╭──

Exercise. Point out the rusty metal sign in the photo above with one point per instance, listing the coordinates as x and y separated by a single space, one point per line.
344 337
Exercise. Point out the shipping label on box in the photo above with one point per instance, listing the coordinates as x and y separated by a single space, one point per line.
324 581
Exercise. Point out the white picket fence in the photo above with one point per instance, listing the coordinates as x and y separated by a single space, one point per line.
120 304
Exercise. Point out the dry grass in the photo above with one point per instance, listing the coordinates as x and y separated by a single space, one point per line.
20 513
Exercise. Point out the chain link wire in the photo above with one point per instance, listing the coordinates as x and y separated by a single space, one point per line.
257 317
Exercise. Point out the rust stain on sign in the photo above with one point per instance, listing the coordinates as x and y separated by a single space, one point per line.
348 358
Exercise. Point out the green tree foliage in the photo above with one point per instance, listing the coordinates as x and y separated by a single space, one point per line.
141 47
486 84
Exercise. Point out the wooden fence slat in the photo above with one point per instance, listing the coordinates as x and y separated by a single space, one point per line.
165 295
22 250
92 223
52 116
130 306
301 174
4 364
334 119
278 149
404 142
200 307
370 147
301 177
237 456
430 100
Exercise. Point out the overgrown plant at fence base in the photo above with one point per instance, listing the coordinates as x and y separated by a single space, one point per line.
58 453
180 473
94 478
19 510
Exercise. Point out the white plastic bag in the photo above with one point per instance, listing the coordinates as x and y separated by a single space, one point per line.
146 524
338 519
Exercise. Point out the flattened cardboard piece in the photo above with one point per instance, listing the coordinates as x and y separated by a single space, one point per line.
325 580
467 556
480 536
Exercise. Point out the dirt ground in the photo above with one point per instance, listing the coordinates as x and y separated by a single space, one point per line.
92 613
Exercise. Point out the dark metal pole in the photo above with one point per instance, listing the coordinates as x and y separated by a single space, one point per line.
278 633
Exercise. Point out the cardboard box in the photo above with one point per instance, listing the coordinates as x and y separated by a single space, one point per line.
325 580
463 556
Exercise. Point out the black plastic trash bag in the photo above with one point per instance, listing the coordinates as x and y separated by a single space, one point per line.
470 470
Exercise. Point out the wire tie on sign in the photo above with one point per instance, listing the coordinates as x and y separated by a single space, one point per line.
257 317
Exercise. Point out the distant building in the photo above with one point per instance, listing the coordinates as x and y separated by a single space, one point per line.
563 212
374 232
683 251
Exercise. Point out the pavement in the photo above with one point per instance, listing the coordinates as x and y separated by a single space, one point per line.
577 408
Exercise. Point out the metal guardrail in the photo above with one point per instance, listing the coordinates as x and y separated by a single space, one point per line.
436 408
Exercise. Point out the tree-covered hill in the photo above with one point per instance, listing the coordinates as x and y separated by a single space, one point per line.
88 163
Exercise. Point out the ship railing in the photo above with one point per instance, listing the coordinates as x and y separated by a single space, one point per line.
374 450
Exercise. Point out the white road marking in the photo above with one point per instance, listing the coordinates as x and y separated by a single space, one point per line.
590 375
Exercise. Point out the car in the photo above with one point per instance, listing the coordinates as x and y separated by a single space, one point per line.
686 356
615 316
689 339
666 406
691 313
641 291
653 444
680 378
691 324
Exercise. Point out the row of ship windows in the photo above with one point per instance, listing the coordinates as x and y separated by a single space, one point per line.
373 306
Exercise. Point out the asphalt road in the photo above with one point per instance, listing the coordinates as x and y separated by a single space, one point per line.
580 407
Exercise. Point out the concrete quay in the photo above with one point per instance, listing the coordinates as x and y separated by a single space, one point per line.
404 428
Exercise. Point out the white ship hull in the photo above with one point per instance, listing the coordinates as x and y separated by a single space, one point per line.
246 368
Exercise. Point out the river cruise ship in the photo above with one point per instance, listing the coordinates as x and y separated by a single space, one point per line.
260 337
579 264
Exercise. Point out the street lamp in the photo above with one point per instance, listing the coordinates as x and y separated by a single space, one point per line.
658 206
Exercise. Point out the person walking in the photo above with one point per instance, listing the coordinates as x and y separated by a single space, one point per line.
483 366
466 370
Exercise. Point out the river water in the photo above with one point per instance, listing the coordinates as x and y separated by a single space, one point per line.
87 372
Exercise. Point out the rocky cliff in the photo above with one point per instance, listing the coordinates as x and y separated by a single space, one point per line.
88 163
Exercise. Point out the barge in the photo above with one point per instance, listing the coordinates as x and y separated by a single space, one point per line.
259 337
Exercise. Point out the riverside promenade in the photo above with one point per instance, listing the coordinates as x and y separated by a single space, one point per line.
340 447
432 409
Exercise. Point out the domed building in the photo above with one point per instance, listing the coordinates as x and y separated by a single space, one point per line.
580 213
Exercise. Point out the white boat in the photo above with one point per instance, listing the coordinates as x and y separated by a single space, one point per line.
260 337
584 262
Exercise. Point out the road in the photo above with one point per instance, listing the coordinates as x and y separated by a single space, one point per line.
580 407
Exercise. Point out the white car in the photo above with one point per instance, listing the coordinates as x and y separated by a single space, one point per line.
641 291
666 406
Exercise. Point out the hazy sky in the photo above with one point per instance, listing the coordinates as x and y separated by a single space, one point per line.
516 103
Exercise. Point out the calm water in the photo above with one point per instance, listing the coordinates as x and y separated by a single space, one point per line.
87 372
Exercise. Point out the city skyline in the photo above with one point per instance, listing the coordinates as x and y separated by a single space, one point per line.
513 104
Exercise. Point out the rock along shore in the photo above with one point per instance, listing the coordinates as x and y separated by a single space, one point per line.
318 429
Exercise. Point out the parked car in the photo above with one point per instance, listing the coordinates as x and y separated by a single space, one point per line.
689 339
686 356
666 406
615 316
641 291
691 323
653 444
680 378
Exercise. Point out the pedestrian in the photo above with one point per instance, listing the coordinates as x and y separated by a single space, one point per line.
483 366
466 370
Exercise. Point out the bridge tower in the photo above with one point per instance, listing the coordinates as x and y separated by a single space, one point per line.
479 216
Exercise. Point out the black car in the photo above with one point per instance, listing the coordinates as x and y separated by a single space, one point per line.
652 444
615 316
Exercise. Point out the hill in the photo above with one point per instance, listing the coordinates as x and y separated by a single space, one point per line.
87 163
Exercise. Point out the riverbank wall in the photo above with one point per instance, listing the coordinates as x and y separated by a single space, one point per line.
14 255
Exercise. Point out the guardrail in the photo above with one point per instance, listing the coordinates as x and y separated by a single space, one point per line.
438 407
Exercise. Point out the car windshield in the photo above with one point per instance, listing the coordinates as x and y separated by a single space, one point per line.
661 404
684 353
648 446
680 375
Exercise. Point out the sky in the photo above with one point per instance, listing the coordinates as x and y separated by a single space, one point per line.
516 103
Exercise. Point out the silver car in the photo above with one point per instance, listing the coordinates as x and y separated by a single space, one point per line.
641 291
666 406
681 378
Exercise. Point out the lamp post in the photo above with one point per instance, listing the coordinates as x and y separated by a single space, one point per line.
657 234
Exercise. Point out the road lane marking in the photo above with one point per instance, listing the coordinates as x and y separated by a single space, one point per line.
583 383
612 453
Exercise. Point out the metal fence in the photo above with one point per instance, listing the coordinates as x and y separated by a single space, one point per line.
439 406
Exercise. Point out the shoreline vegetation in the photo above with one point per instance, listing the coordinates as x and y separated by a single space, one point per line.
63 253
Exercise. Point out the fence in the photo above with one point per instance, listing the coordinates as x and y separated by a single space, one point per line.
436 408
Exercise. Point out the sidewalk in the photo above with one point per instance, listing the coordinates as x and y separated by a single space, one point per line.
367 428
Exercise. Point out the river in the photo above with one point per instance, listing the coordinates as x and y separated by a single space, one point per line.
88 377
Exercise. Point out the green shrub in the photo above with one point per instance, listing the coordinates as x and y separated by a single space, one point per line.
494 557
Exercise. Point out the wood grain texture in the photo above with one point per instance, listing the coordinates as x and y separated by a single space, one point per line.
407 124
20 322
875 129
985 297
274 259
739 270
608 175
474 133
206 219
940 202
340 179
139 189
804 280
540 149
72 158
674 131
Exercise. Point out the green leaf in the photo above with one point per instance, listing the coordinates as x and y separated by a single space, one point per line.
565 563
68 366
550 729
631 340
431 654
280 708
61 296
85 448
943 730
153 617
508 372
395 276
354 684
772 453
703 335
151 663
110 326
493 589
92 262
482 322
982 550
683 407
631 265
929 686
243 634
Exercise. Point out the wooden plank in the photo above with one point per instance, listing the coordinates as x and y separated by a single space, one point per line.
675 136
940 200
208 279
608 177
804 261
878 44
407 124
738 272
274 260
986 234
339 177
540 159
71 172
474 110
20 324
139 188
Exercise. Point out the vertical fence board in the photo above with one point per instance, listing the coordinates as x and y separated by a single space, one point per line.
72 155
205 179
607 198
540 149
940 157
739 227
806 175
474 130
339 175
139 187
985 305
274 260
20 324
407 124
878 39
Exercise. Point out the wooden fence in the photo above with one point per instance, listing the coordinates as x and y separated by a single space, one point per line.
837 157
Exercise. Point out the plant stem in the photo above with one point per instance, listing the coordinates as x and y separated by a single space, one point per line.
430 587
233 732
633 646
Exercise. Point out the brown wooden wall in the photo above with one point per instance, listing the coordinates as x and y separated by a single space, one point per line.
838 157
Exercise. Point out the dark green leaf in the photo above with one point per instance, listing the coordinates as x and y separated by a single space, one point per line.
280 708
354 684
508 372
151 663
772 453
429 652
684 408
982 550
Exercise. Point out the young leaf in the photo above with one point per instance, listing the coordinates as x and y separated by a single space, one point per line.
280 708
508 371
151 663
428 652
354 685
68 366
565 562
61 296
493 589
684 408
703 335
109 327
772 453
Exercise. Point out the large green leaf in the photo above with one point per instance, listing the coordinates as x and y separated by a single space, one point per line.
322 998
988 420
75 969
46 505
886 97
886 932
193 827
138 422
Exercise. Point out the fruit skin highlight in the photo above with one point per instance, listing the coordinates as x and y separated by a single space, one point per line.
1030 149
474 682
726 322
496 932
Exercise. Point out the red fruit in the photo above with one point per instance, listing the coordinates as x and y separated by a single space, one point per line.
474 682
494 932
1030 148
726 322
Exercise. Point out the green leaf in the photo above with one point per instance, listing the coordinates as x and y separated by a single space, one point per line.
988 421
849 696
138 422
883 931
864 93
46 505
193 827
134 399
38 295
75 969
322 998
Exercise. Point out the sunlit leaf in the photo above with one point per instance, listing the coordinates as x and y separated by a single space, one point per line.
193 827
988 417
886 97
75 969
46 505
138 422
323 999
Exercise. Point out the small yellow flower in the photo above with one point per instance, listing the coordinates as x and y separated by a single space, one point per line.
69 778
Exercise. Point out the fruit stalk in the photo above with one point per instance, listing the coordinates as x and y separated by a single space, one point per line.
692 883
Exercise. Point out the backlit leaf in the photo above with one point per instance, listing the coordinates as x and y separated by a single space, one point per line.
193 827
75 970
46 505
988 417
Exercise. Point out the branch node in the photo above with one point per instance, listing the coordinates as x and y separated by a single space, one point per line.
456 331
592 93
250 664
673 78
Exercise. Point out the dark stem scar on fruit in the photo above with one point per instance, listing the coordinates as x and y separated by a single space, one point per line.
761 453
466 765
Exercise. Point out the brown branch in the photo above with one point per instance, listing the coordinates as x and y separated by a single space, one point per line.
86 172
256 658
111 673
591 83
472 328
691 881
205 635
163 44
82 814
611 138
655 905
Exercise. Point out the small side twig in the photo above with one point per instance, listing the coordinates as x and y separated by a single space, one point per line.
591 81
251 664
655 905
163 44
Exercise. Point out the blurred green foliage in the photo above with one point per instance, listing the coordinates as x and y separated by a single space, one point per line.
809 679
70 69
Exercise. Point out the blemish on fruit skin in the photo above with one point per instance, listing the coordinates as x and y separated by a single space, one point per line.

╰──

• WHAT YOU NEED TO DO:
Print exactly the lines from the one with "Exercise. Point out the small side" through the end of the data, inclusive.

• ANSWER TO THE TASK:
Exercise. Point out the small side twig in the photo above with one point per instance, listing the coordinates as x and y separated by a single space, one point per line.
591 81
251 664
655 905
163 44
Exercise. Point out the blurred green foliage in the photo above with one point per instance, listing the coordinates as x and y separated by a single space, one point per line.
809 679
70 69
Exercise. Point out the blemish on fruit skin in the photo above with one point per instance, listing the coordinates as x and y separated by a single space, one point per line.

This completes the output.